━━━ Provided text ━━━

W3C home > Mailing lists > Public > public-iri@w3.org > September 2003

Bidi: now I'm confused

From: Roy Badami <roy@gnomon.org.uk>
Date: Sun, 7 Sep 2003 15:08:56 +0100
Message-ID: <16219.15352.612051.84152@moriarty.gnomon.org.uk>
To: ietf-imaa@imc.org
Cc: public-iri@w3.org


Ok, I have a problem with what I understand to be the display model
for IDNA and IRI (and presumably by extension IMA).

I'm assuming that the display model is 'render using bidi in an LTR
context'.

Specifically, the IRI draft says:

  When rendered, bidirectional IRIs MUST be rendered using the Unicode
  Bidirectional Algorithm [UNIV4], [UNI9]. Bidirectional IRIs MUST be
  rendered with an overall left-to-right (ltr) direction.

The latter requirement isn't specified in bidi-speak, but is
presumably to be interpreted as saying they must be rendered at an
even embedding level.  Actually, this isn't quite enough in the
general case, since what comes before the string may affect weak type
resolution, but since IRIs generally start with a latin letter
(generally 'h' :) this isn't really much of a problem.

So lets for the moment assume that the display model is that IDNs,
IRIs, IMAs are rendered at an even embedding level, such that the
IDN/IRI/IMA constitutes the sole text in the level run.  (This can
easily be achieved by bracketing the string with LRE and PDF prior to
rendering.)

━━━ Entries supplied ━━━

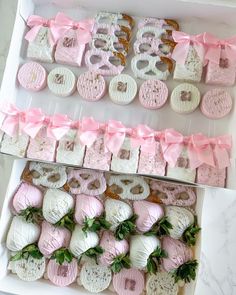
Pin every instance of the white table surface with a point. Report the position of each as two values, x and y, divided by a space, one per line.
218 258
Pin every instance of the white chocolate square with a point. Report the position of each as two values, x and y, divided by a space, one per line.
182 171
40 49
192 69
127 159
69 150
15 146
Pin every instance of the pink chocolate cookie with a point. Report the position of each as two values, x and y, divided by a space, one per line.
91 86
129 282
211 176
153 94
41 147
32 76
153 164
96 157
62 275
216 103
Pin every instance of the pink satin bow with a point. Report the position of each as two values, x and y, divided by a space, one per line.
215 46
200 151
36 22
58 127
172 145
183 41
222 146
144 137
89 131
11 120
34 121
83 28
114 136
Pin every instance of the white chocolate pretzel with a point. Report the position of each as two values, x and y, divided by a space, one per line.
151 71
128 187
50 176
172 194
85 181
96 60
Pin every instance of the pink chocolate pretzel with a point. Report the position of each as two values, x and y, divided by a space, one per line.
155 46
105 62
172 194
87 182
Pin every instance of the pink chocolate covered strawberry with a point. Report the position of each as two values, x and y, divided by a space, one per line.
179 260
53 238
27 202
114 252
148 215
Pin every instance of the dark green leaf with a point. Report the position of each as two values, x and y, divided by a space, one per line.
189 236
151 266
17 257
186 272
32 215
62 255
121 261
126 228
67 221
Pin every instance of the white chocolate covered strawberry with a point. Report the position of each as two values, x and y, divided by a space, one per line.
22 234
182 221
58 208
148 214
53 238
179 259
114 252
145 252
83 242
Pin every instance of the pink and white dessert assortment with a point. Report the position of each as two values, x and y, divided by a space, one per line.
88 231
112 146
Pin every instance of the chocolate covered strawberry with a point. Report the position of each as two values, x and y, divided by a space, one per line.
58 208
146 252
184 224
179 260
120 215
151 218
84 243
89 213
53 238
22 234
114 252
27 202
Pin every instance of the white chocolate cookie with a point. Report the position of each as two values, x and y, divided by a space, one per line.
62 82
185 98
69 150
123 89
127 159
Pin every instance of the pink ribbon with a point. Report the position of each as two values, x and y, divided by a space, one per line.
222 146
200 151
83 28
34 121
58 127
144 137
184 41
89 131
36 22
215 46
114 136
172 146
11 120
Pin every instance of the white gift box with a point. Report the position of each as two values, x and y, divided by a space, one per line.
194 17
12 284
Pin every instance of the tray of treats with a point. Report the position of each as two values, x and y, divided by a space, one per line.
134 90
97 232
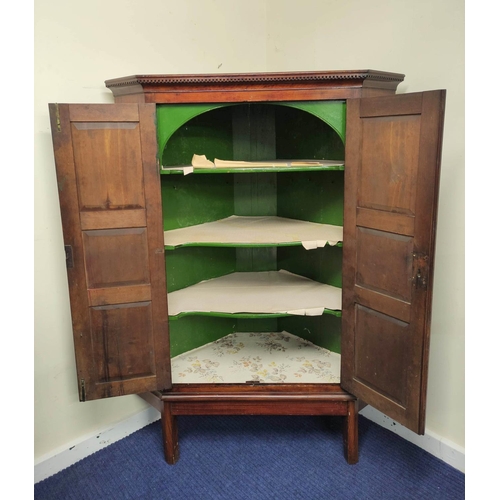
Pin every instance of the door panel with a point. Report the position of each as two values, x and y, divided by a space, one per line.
393 150
109 191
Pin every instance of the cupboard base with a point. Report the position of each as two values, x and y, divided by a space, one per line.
255 399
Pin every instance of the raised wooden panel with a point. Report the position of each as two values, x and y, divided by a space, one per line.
383 262
103 219
109 174
119 295
116 257
123 342
382 354
393 148
388 168
109 191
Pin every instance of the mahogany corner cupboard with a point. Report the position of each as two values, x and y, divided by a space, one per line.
253 243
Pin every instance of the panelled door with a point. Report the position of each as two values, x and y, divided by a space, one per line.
109 192
393 150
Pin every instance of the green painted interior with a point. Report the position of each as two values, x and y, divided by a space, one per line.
187 266
307 130
322 264
189 129
194 199
323 331
312 196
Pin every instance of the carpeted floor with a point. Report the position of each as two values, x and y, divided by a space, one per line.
258 458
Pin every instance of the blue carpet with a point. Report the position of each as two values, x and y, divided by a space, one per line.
258 458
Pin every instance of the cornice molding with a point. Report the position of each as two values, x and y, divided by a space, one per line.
241 78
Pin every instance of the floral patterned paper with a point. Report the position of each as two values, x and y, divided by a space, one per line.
277 357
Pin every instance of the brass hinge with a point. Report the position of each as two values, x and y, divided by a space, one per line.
420 270
82 390
68 249
58 118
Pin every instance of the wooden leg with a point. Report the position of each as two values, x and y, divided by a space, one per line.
170 434
351 433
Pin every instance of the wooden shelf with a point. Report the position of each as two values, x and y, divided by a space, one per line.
257 293
244 231
278 166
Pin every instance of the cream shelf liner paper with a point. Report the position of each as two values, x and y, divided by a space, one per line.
257 292
277 357
256 230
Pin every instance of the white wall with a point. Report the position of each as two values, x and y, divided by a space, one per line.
78 45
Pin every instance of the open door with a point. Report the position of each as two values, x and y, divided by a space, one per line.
393 150
109 192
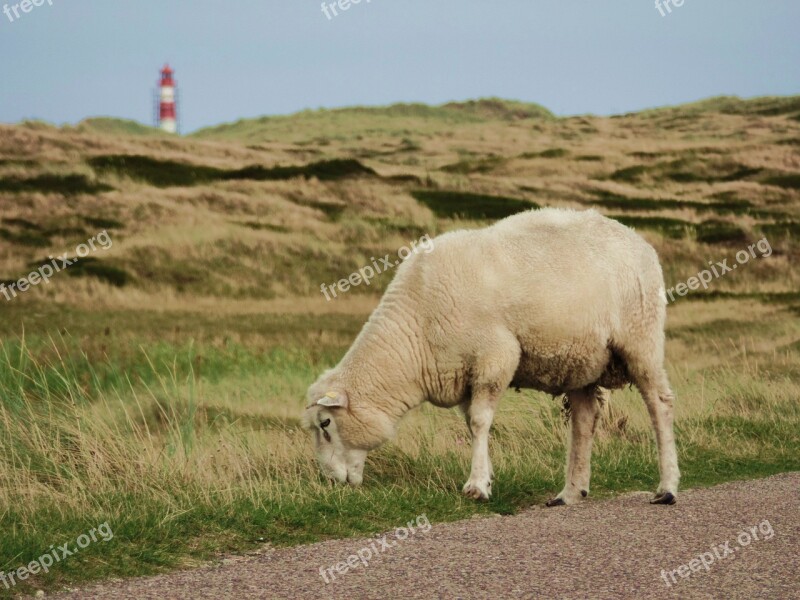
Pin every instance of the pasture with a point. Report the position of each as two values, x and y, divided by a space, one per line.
158 385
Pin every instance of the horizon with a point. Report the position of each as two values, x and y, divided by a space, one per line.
83 59
378 106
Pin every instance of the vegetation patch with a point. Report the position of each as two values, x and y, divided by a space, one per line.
24 238
94 267
465 205
629 174
480 165
156 172
715 231
786 229
266 227
332 210
103 223
729 206
168 173
51 183
549 153
789 181
671 228
324 170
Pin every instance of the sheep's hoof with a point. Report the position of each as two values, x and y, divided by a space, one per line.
664 498
475 492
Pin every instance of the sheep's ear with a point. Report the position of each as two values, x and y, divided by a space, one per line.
333 399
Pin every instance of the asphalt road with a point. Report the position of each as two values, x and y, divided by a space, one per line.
620 548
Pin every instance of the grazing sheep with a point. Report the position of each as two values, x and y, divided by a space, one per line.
560 301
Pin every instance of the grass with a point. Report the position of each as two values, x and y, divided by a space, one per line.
188 449
168 173
159 387
51 183
452 205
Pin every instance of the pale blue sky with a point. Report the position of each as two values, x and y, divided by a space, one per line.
80 58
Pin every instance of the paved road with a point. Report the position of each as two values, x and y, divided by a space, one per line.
599 549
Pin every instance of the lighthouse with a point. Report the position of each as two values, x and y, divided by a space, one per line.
166 102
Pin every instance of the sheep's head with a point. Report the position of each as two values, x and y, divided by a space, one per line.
338 459
343 430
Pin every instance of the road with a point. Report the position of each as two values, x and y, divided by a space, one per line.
746 533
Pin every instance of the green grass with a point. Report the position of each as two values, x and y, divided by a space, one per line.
478 165
167 173
466 205
550 153
50 183
188 449
671 228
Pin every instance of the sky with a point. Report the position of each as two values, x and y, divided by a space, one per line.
70 59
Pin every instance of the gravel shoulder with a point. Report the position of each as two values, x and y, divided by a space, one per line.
599 549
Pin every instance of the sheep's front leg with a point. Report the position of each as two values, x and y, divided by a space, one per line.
480 414
584 411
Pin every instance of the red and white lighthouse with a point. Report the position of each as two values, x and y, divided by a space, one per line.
167 118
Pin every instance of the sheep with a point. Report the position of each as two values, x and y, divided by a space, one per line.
560 301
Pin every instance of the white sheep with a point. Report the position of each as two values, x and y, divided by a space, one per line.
559 301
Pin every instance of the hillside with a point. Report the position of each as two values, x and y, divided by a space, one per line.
210 216
158 384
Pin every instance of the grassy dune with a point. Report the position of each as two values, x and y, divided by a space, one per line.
159 386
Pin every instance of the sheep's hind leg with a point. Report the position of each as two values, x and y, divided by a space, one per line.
654 387
486 392
585 408
480 414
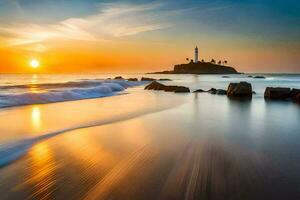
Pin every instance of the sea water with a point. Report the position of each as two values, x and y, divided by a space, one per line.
259 138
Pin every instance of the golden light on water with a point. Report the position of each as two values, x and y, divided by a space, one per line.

━━━

■ Short task ■
Rewrite the bidi mailing-list message from "W3C home > Mailing" to "by extension IMA).", swapping "display model" for "rendering model".

■ Result of this exercise ■
W3C home > Mailing lists > Public > public-iri@w3.org > September 2003

Bidi: now I'm confused

From: Roy Badami <roy@gnomon.org.uk>
Date: Sun, 7 Sep 2003 15:08:56 +0100
Message-ID: <16219.15352.612051.84152@moriarty.gnomon.org.uk>
To: ietf-imaa@imc.org
Cc: public-iri@w3.org


Ok, I have a problem with what I understand to be the rendering model
for IDNA and IRI (and presumably by extension IMA).